**Directions for this task:**
Extract every line of the records below word for word, leaving the pictures out of your answer.

**Records of pointing at named objects:**
────

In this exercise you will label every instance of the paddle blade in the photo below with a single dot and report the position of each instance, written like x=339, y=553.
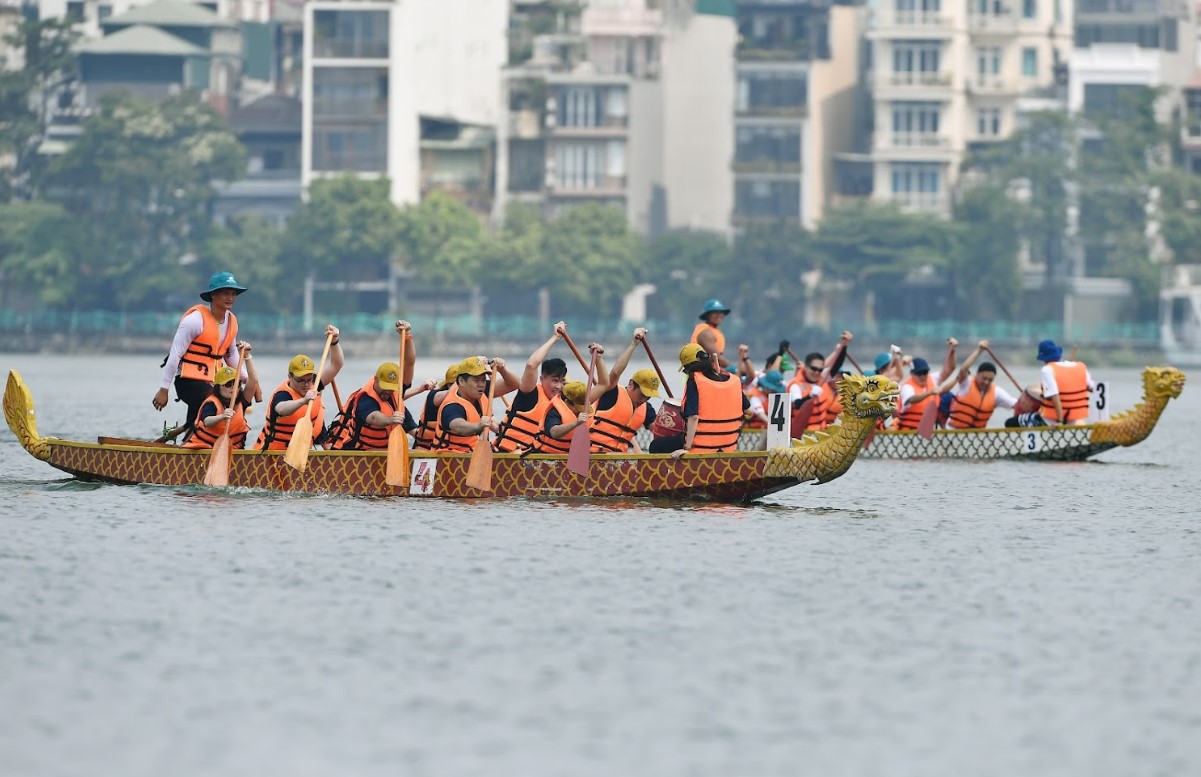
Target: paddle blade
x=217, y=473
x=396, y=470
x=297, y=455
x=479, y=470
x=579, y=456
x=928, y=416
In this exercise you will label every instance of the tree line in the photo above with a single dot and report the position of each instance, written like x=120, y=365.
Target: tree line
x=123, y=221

────

**Full answer:**
In this exercise you will label every instance of the paddle blade in the photo below with a single dot and report the position of each instance, written like x=339, y=553.
Target: paddle blade
x=217, y=473
x=396, y=470
x=297, y=455
x=479, y=470
x=579, y=456
x=928, y=416
In this exercise you will label every instance of the tree line in the photo above with a single dot and report the position of each instance, written like x=120, y=365.
Target: tree line
x=123, y=221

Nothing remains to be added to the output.